begin RAW DATA

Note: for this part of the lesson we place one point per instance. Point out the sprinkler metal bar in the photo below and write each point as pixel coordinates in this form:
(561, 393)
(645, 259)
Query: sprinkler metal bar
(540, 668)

end RAW DATA

PROBLEM STATEMENT:
Substitute "image coordinates" for "pixel coordinates" wherever it occurs in the entries above, and reproduce all the lines with nothing else changed.

OUTPUT FOR THIS TASK:
Note: for this part of the lesson we place one point per instance. Point out the sprinkler metal bar in the photo below and write each point as image coordinates in this form:
(561, 393)
(645, 259)
Query: sprinkler metal bar
(540, 668)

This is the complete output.